**Text passage**.
The mesh sheet of the present invention has a warp-insertion knitted structure including a plurality of warp and weft strands which are arranged in the form of a lattice. Each of the warp strands is composed of a bundle of warp yarns supported by at least one base knitting yarn. For example, the warp strand has a plurality of warp yarns which are inserted into the loops of a chain stitch formed by a base knitting yarn to form a columnar bundle of warp yarns. Alternatively, the warp strand has a plurality of warp yarns which are positioned between two base knitting yarns and are bound up together with the supporting yarns by use of a binding yarn to form a columnar bundle of warp yarns.
In the present invention, the weft strands may be conventional weft strands. However, preferably, each of the weft strands is composed of a bundle of weft yarns as in the warp strands because a larger mesh size can be obtained.
The yarn of the base knitting yarn may be filament yarn or spun yarn of 3000 d or less in fineness, preferably 2000 d or less, more preferably 1500 d or less, and particularly preferred fineness is 800 d or less. The fineness of warp and weft yarns is not particularly limited, but it is preferred that the warp strand has a fineness of 5000 to 150,000 d and the weft strand has a fineness of 3000 to 150,000 d. Too much finer strands cannot have a satisfactorily tenacity, whereas too much thicker strands have an increased stiffness which makes it difficult to handle them.
The material of the warp and weft yarns is not particularly limited, but examples of the material include synthetic fibers, regenerated fibers, natural fibers, and those containing metallic fibers, carbon fibers, aramide fibers or the like. Particularly preferred are polyester fibers.
The mesh sheet of the present invention can be produced by the per se known method as described in Examples hereinafter.

**Stated problem**. Write the next part of the passage on the warp-insertion knitted mesh sheet, picking up after its final sentence. The listing has no connection to the passage on the knitted mesh sheet.

**Given data**.
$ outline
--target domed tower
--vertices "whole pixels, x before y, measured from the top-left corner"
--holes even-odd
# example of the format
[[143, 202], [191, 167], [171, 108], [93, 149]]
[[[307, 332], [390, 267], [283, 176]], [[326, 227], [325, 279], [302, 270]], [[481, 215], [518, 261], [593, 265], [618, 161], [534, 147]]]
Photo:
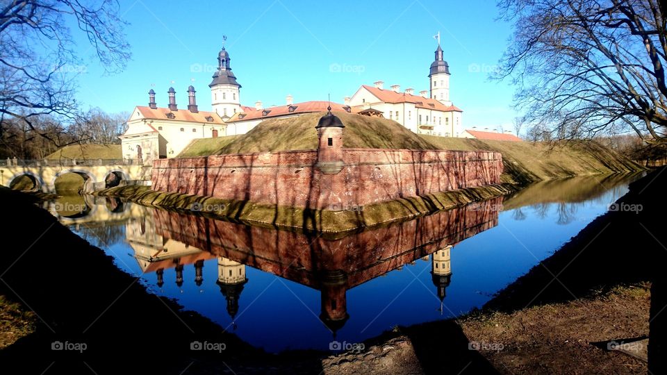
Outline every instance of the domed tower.
[[243, 285], [248, 282], [245, 277], [245, 265], [221, 256], [217, 260], [217, 281], [220, 292], [227, 301], [227, 313], [233, 320], [238, 312], [238, 299]]
[[451, 106], [450, 101], [450, 65], [443, 58], [443, 49], [440, 47], [440, 33], [438, 33], [438, 49], [436, 59], [431, 64], [429, 74], [431, 83], [431, 97], [445, 106]]
[[315, 128], [318, 129], [317, 167], [325, 174], [336, 174], [343, 169], [343, 129], [340, 119], [329, 112], [322, 116]]
[[431, 276], [438, 289], [438, 298], [440, 301], [445, 299], [445, 289], [452, 281], [451, 252], [451, 245], [438, 250], [433, 253], [431, 263]]
[[213, 111], [221, 117], [231, 117], [241, 110], [238, 89], [241, 85], [229, 67], [229, 53], [224, 47], [217, 54], [217, 70], [213, 74], [211, 88], [211, 103]]
[[320, 319], [336, 337], [337, 331], [343, 328], [349, 319], [347, 314], [347, 276], [342, 271], [325, 271], [321, 276], [320, 299], [322, 312]]

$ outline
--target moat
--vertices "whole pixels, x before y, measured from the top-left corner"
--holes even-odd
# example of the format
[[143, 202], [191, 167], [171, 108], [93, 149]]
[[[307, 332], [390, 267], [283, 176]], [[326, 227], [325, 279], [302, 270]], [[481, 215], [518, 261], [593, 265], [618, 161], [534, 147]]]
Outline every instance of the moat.
[[540, 183], [342, 238], [112, 198], [44, 204], [151, 292], [250, 344], [328, 350], [334, 338], [361, 342], [481, 308], [607, 212], [637, 178]]

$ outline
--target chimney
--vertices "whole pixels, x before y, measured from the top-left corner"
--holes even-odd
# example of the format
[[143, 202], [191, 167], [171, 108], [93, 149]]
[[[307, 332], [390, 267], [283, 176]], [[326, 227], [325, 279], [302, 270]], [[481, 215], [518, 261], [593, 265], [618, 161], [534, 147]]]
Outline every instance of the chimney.
[[148, 106], [150, 107], [151, 109], [156, 109], [158, 108], [158, 105], [155, 103], [155, 90], [153, 89], [151, 89], [151, 90], [148, 92]]
[[167, 93], [169, 94], [169, 110], [179, 110], [176, 106], [176, 90], [174, 88], [169, 88]]
[[197, 113], [199, 110], [197, 109], [197, 99], [195, 98], [195, 86], [190, 85], [188, 88], [188, 110], [192, 113]]

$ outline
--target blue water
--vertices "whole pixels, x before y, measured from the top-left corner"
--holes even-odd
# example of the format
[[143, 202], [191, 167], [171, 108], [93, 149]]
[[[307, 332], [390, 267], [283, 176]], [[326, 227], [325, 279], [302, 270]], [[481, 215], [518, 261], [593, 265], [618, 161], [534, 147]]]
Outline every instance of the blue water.
[[[607, 189], [596, 186], [601, 191], [591, 193], [581, 201], [551, 202], [553, 197], [544, 196], [537, 199], [538, 203], [497, 212], [497, 226], [459, 242], [452, 249], [451, 282], [442, 303], [431, 280], [430, 260], [417, 259], [402, 269], [349, 289], [347, 292], [349, 317], [336, 333], [336, 340], [359, 342], [397, 325], [447, 319], [481, 307], [494, 293], [605, 212], [610, 203], [627, 192], [627, 183], [621, 179], [607, 182]], [[535, 191], [534, 195], [540, 197], [539, 188]], [[506, 199], [504, 204], [516, 206], [511, 199]], [[124, 209], [131, 210], [132, 205], [126, 203]], [[150, 208], [140, 208], [139, 212], [147, 222], [154, 215]], [[120, 269], [140, 276], [141, 283], [156, 294], [176, 299], [186, 310], [197, 311], [242, 340], [270, 351], [329, 348], [334, 336], [320, 318], [319, 290], [245, 266], [247, 282], [240, 294], [238, 310], [233, 321], [225, 297], [216, 284], [217, 258], [204, 262], [201, 285], [195, 282], [194, 265], [187, 264], [181, 286], [175, 283], [176, 270], [171, 267], [165, 269], [165, 283], [159, 287], [155, 272], [142, 274], [135, 251], [126, 239], [128, 226], [135, 225], [137, 219], [108, 223], [106, 228], [113, 227], [117, 231], [108, 237], [100, 235], [99, 229], [89, 228], [94, 222], [90, 218], [72, 228], [112, 256]]]

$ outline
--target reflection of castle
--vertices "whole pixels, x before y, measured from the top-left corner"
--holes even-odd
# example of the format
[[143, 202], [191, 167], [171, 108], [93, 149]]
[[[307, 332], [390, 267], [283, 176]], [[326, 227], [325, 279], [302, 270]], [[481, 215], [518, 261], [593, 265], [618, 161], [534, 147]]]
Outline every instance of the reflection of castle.
[[[180, 241], [163, 237], [156, 231], [155, 217], [151, 211], [145, 216], [132, 219], [125, 226], [126, 240], [134, 251], [134, 257], [144, 273], [156, 273], [157, 285], [165, 284], [165, 269], [174, 268], [174, 282], [183, 284], [183, 272], [186, 265], [195, 267], [195, 283], [204, 283], [204, 262], [216, 258], [213, 254]], [[238, 299], [243, 285], [247, 282], [245, 265], [227, 258], [217, 257], [217, 285], [227, 301], [227, 312], [232, 319], [238, 312]]]
[[501, 202], [491, 199], [333, 239], [160, 210], [153, 215], [157, 233], [168, 241], [218, 257], [217, 283], [233, 319], [249, 265], [320, 290], [320, 318], [335, 333], [349, 317], [347, 290], [430, 254], [432, 281], [443, 301], [451, 281], [451, 244], [497, 225]]
[[431, 263], [431, 276], [434, 285], [438, 289], [438, 298], [442, 301], [445, 299], [445, 288], [450, 285], [452, 281], [452, 264], [450, 260], [452, 246], [447, 246], [433, 253]]

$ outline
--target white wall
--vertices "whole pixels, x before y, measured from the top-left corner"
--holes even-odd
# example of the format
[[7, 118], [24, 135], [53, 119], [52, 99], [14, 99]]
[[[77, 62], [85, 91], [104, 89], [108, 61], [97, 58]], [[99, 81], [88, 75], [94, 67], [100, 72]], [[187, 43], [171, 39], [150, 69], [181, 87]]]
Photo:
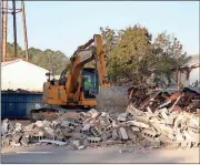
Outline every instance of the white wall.
[[1, 90], [28, 90], [42, 92], [48, 70], [26, 61], [1, 65]]
[[200, 68], [197, 68], [197, 69], [193, 69], [191, 70], [190, 72], [190, 84], [192, 84], [193, 82], [196, 82], [197, 80], [199, 81], [200, 78], [199, 78], [199, 74], [200, 74]]

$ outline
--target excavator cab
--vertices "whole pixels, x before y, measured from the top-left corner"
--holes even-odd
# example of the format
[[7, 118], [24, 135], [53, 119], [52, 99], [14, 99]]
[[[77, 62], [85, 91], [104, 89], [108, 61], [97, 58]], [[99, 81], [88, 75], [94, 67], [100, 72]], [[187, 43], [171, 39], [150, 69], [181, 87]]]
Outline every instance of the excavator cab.
[[83, 68], [82, 71], [82, 91], [86, 99], [96, 99], [99, 92], [99, 78], [97, 70], [93, 68]]

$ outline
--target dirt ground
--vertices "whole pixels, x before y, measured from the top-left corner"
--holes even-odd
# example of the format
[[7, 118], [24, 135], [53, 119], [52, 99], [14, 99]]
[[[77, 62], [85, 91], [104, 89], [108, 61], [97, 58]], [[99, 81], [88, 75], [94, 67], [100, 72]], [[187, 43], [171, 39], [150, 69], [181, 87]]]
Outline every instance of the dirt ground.
[[72, 151], [67, 146], [2, 148], [1, 163], [200, 163], [200, 148], [133, 149], [121, 147]]

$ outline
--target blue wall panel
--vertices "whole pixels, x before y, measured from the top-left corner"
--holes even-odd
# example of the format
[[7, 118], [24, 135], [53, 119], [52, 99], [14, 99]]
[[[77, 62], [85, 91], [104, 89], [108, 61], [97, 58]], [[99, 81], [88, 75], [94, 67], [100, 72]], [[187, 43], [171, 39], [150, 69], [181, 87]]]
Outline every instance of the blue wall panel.
[[41, 109], [42, 93], [1, 93], [1, 118], [28, 118], [33, 109]]

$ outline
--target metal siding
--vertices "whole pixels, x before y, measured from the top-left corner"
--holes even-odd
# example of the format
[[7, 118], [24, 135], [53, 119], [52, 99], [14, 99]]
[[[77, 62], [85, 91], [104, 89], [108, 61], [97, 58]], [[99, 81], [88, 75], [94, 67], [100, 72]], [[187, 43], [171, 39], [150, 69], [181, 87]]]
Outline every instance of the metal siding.
[[2, 118], [28, 118], [33, 109], [43, 107], [40, 93], [1, 93]]

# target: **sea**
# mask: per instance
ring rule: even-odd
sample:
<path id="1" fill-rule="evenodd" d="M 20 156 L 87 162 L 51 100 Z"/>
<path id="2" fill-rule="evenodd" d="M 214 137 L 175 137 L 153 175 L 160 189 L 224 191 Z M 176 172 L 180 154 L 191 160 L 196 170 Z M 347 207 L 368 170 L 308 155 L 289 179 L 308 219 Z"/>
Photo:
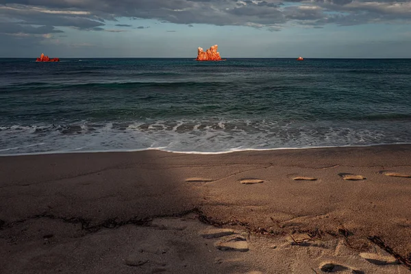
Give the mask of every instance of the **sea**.
<path id="1" fill-rule="evenodd" d="M 0 59 L 0 155 L 411 142 L 411 60 Z"/>

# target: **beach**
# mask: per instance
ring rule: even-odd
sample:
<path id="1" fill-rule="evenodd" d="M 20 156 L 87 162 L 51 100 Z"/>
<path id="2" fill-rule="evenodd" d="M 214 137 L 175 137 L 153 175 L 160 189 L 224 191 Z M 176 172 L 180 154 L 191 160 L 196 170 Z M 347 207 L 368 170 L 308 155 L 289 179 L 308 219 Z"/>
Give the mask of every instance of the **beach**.
<path id="1" fill-rule="evenodd" d="M 408 273 L 411 145 L 0 157 L 2 273 Z"/>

**Answer to the exercise**.
If necessary, a selvage can be formed at each end of the mesh sheet according to a conventional manner. The formation of a selvage is useful for the subsequent resin impregnating step, particularly in that the mesh sheet can be treated in a state of tension by fixing it at the selvage with a pin tenter, and for sewing two mesh sheets together without difficulty. It is preferred that the width of the selvage is 30% or less of the entire knitting width of the mesh sheet.
The mesh sheet of the present invention may be further treated with an appropriate resin according to a conventional manner to increase its toughness. Usually, the mesh sheet is impregnated with an emulsion of the resin and dried to harden the resin. Examples of the resin include thermosetting resins such as epoxy resins, and thermoplastic resins such as acrylic resins.
The invention and its advantages will become apparent from the following description and examples with reference to the accompanying drawings.
Fig. 1 is a schematic diagram showing the warp-insertion knitted lattice structure of a mesh sheet of the present invention.
Fig. 2 is a schematic enlarged view showing a warp strand of the mesh sheet of Fig. 1.
Fig. 3 is a schematic enlarged view showing a warp strand of another mesh sheet of the present invention.
Fig. 4 is a schematic diagram showing the warp-insertion knitted lattice structure of a conventional mesh sheet.
Fig. 5 is a schematic enlarged view showing a warp strand of the mesh sheet of Fig. 4.

Example 1

Fig. 1 shows a mesh sheet 10 of the present invention with a warp-insertion knitted structure in which a plurality of columnar warp strands 11 and a plurality of non-columnar weft strands 12 are arranged in the form of a lattice. Fig. 2 shows an enlarged view showing that the warp strand 11 is inserted into the loops of a chain stitch formed by a base knitting yarn 21. Each warp strand 22 has a fineness of 30,000 d and is composed of a plurality of polyester filament yarns of 1500 d in fineness.
The mesh sheet of this example was produced by use of a 9-gauge raschel machine of the warp-and-weft insertion type as follows:
A plurality of polyester filament yarns of 1500 d in fineness were subjected to warping, and every twenty filament yarns were introduced as a warp strand (in this case, it had a fineness of 30,000 d) through a leading guide into the corresponding pipe of the pipe guide which had been prepared in the same size as the prescribed mesh size.
At this time, the warping of multi-filament yarns so as to have a prescribed fineness in d/strand makes it possible to prevent the flattening of warp strands. The multi-filament yarns may also be twisted in advance before the warping, to form a strand having the prescribed fineness or having one half to one third thereof.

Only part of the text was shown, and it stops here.